## What to do
Copy out the listing below, substituting "one point" for every occurrence of "single point" and keeping all other text as it is. Leave the pictures out of your copy.

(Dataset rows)
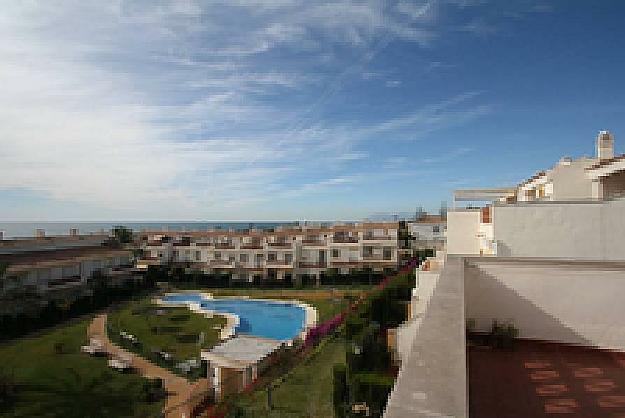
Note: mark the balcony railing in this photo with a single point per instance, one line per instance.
(280, 244)
(254, 246)
(377, 258)
(308, 265)
(313, 242)
(345, 240)
(221, 263)
(278, 263)
(224, 246)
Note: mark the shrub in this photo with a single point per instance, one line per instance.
(340, 393)
(372, 389)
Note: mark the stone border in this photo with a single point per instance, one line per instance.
(232, 320)
(310, 313)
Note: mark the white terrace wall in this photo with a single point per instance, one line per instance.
(576, 230)
(575, 302)
(463, 228)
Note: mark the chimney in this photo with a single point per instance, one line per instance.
(605, 145)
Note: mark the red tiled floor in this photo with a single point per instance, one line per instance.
(539, 379)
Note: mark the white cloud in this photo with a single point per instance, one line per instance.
(158, 108)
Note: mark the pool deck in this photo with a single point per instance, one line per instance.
(229, 331)
(182, 394)
(539, 379)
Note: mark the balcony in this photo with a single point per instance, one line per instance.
(312, 265)
(345, 240)
(221, 263)
(280, 244)
(278, 263)
(252, 246)
(378, 258)
(224, 246)
(313, 243)
(378, 238)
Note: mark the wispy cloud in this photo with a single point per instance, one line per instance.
(186, 107)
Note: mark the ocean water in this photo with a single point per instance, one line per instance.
(27, 229)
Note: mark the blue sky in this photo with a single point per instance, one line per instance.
(293, 109)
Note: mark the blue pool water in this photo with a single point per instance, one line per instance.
(267, 319)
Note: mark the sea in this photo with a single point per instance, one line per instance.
(28, 229)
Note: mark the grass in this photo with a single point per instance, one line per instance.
(63, 380)
(176, 330)
(328, 302)
(306, 391)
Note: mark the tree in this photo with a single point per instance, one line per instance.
(8, 388)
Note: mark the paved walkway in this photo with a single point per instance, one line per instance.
(180, 390)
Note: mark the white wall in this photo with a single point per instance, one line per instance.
(462, 232)
(580, 230)
(569, 301)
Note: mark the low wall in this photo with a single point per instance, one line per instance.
(570, 301)
(590, 230)
(432, 378)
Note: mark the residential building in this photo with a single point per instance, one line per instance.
(296, 253)
(428, 231)
(59, 266)
(573, 210)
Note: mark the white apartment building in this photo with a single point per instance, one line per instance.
(573, 210)
(51, 265)
(286, 252)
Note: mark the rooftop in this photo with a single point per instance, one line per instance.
(241, 351)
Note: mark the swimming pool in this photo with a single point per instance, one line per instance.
(261, 318)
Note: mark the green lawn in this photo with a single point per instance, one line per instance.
(305, 392)
(325, 301)
(70, 384)
(175, 330)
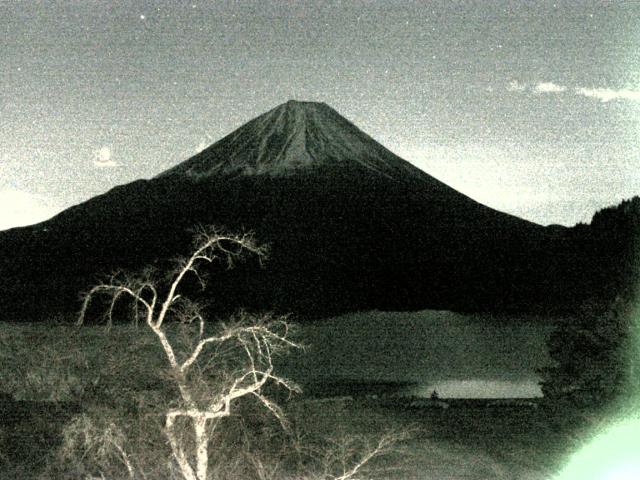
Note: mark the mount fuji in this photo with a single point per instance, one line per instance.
(351, 226)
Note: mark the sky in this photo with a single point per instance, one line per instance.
(532, 108)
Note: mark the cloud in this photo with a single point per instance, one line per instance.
(102, 158)
(204, 143)
(549, 87)
(602, 94)
(515, 86)
(608, 94)
(19, 208)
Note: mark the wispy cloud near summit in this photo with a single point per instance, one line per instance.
(602, 94)
(608, 94)
(549, 87)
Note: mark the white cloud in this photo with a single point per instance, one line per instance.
(102, 158)
(19, 208)
(515, 86)
(549, 87)
(608, 94)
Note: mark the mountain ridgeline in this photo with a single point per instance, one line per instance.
(350, 225)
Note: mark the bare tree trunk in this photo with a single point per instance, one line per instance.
(202, 450)
(178, 452)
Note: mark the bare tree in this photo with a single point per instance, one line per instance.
(256, 338)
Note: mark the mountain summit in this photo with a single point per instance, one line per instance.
(351, 226)
(294, 137)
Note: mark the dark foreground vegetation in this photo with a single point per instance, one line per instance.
(77, 393)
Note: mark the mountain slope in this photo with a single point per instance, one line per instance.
(351, 227)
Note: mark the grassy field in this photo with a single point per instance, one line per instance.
(54, 372)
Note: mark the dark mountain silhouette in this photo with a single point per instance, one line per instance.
(351, 227)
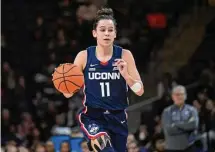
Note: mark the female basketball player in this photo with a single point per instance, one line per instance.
(108, 69)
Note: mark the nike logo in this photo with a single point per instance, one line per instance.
(122, 122)
(92, 65)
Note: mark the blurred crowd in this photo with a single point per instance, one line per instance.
(39, 35)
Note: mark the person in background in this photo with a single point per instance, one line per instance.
(84, 146)
(40, 148)
(65, 147)
(50, 146)
(180, 123)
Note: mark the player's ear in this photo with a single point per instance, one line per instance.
(94, 33)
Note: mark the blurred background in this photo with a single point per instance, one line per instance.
(173, 42)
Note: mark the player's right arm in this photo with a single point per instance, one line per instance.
(80, 61)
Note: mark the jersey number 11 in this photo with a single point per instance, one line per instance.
(105, 86)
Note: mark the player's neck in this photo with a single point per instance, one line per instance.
(104, 51)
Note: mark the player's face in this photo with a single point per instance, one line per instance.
(105, 32)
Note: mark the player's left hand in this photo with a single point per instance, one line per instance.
(122, 67)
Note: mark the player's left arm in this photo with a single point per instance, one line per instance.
(128, 70)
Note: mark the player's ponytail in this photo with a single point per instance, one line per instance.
(104, 13)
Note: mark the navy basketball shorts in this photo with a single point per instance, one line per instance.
(96, 122)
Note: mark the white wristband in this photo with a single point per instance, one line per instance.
(136, 87)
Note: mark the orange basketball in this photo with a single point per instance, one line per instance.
(68, 78)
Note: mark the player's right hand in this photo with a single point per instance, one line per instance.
(68, 95)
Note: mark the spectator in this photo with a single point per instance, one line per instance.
(50, 146)
(65, 147)
(84, 146)
(180, 122)
(40, 148)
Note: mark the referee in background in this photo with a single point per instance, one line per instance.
(180, 123)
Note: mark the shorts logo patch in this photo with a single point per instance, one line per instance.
(93, 128)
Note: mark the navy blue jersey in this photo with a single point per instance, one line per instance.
(104, 85)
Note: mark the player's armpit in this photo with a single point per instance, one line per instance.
(134, 79)
(81, 59)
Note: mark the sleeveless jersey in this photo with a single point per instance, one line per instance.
(104, 85)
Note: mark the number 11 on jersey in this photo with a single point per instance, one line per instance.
(105, 89)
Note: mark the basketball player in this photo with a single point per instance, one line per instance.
(108, 69)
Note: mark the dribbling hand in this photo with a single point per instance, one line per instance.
(122, 67)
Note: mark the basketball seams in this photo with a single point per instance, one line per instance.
(66, 71)
(67, 76)
(64, 80)
(73, 83)
(64, 77)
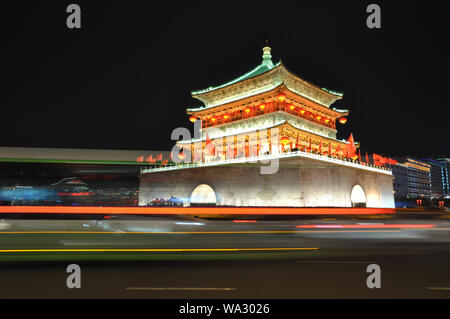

## Exercise result
Note: mark the balcony railing in this photo with a one point per instance, one line per instance.
(280, 244)
(254, 246)
(377, 258)
(308, 265)
(313, 242)
(345, 240)
(221, 263)
(278, 263)
(224, 246)
Note: mark the shrub in this photo with a one point per instance, one line per instance.
(340, 393)
(372, 389)
Note: mark the stone border in this photo with a one point per instance, one line per instance.
(232, 320)
(310, 313)
Note: mark the white terrace wall in this photo with a one point per instance, one line per instance.
(576, 230)
(575, 302)
(463, 228)
Note: mark the chimney in this photo with a one point per instance, one line per instance.
(605, 145)
Note: mark the red tiled floor in this photo with a one point per instance, one line per instance.
(539, 379)
Note: mark the white cloud in this photo with a one point per instance, one line per instance.
(158, 108)
Note: mark the pool deck in this photo with a one point per instance, one line per instance.
(229, 331)
(182, 394)
(539, 379)
Note: mark the balcony in this photo with a one point per instance, one line per instance.
(312, 265)
(345, 240)
(221, 263)
(280, 244)
(278, 263)
(252, 246)
(378, 258)
(224, 246)
(313, 243)
(378, 238)
Note: mark the wispy cloud in this photo with a one point per instance, one line per instance.
(186, 107)
Note: mark the ocean water in this photo with a one point per instance, one line per instance.
(27, 229)
Note: mark the blue sky in this photo with a one point per instance, one line per instance.
(293, 109)
Note: mark the blue pool water in this photo with a one point per instance, one line per instance.
(267, 319)
Note: mark the sea in this photo with a one point per instance, one line per instance.
(28, 229)
Note: mark the grass in this photo with a one point per instance, one line per instance.
(63, 380)
(176, 330)
(328, 302)
(306, 391)
Note: mark the tree in this photo with a one point per instance, one line per instance.
(8, 388)
Note: mark the paved walkway in this photo with a one point per instance, one line per instance.
(180, 390)
Note: mark the white wall in this photo with a one point per instance, one line per instance.
(462, 232)
(580, 230)
(569, 301)
Note: mark the low wall in this photo with a one point per instance, one line per instance.
(570, 301)
(590, 230)
(432, 378)
Note: mark the residential building in this photo with a one point per instance, one line per instance.
(296, 253)
(428, 231)
(59, 266)
(573, 210)
Note: mark the white apartment building in this photo with a one point per instance, one line per instance.
(573, 210)
(51, 265)
(286, 252)
Note: mark the rooftop in this photo with a one point per instance, one line per instance.
(241, 351)
Note: mark the swimming pool in this photo with a one point per instance, one line per instance.
(261, 318)
Note: mark the green lawn in this photo with a one point per instance, one line per instance.
(305, 392)
(325, 301)
(70, 384)
(175, 330)
Note: mark the mount fuji in this photo with a one point per instance, one line per instance.
(351, 226)
Note: mark the sky in this photo with a one point per instance, one line per instance.
(532, 108)
Note: mark the cloud in this photo with a one point per instance, one line per instance.
(102, 158)
(204, 143)
(549, 87)
(602, 94)
(515, 86)
(608, 94)
(19, 208)
Note: mark the wispy cloud near summit in this photo with a one point per instance, one line per instance.
(602, 94)
(608, 94)
(549, 87)
Note: mark the white cloud in this photo with a one point per instance, one line per instance.
(102, 158)
(19, 208)
(515, 86)
(549, 87)
(608, 94)
Note: mark the mountain ridgeline in this photo with a one point per instance, one line per instance.
(350, 225)
Note: mark the bare tree trunk in this photo with a one point per instance, one line per instance.
(202, 450)
(178, 452)
Note: mark the bare tree in this photo with a one point per instance, one line per instance.
(256, 338)
Note: mark the mountain summit in this photo with a one point per instance, one line per instance.
(351, 226)
(294, 137)
Note: mark the dark foreground vegetation in this photo with a one point per instance, one line per instance.
(77, 393)
Note: mark the mountain slope in this photo with a one point per instance, one line per instance.
(351, 227)
Note: mark the grassy field in this photo with a one point per instance, one line per instance.
(54, 372)
Note: mark the dark mountain silhouette in this photo with a one point per instance, one line per instance.
(351, 227)
Note: mark the female basketball player in this photo with a one point per instance, one line per instance.
(108, 69)
Note: mark the nike logo in this photo with a one point per instance, one line per instance.
(122, 122)
(92, 65)
Note: mark the blurred crowd in this photo with a one point per instance, one line per instance.
(39, 35)
Note: mark the person in background in this photo with a one point per instance, one line per instance.
(84, 146)
(40, 148)
(65, 147)
(50, 146)
(180, 123)
Note: mark the player's ear in this photo with a one point per instance, one line per instance.
(94, 33)
Note: mark the blurred background in this photo with a one point per instance, one line per instance.
(173, 42)
Note: mark the player's right arm in this photo with a one point per instance, one line per instance.
(80, 61)
Note: mark the jersey number 11 in this photo with a one point per instance, one line per instance.
(105, 86)
Note: mark the player's neck in this photo with a one point per instance, one line per instance.
(104, 51)
Note: mark the player's face in this photo with a one point per instance, one line per instance.
(105, 32)
Note: mark the player's left hand in this photo with a one point per instance, one line per instance.
(122, 67)
Note: mark the player's left arm in this photo with a one point per instance, one line per instance.
(128, 70)
Note: mark the player's ponytail in this photo with a one point per instance, one line per instance.
(104, 13)
Note: mark the navy basketball shorts in this photo with a one point per instance, one line per instance.
(96, 122)
Note: mark the white wristband in this photo with a one point per instance, one line per instance.
(136, 87)
Note: mark the orange basketball in this photo with a one point per instance, one line per instance.
(68, 78)
Note: mark the player's right hand in this photo with a one point per instance, one line per instance.
(68, 95)
Note: mark the spectator in this photo with a one point per instance, one line per instance.
(50, 146)
(65, 147)
(84, 146)
(180, 122)
(40, 148)
Note: mark the referee in background in this photo with a one point per instance, one line per instance.
(180, 123)
Note: mark the shorts logo patch in this photo with a one point per instance, one line per instance.
(93, 128)
Note: mark the navy blue jersey in this photo with a one point per instance, one line per instance.
(104, 85)
Note: mark the player's armpit in this photo with a one point per instance, one line per instance.
(134, 79)
(81, 59)
Note: mark the sleeveless jersey in this photo with a one point per instance, one line per instance.
(104, 85)
Note: mark the number 11 on jersey in this photo with a one point per instance, one line per instance.
(105, 89)
Note: mark the basketball player in this photo with a one point per instance, one line per instance.
(108, 69)
Note: mark the dribbling hand in this photo with a one point per instance, one line per instance.
(122, 67)
Note: mark the basketball seams in this photo with a one point per instance, one line per instance.
(66, 71)
(67, 76)
(64, 80)
(73, 83)
(64, 77)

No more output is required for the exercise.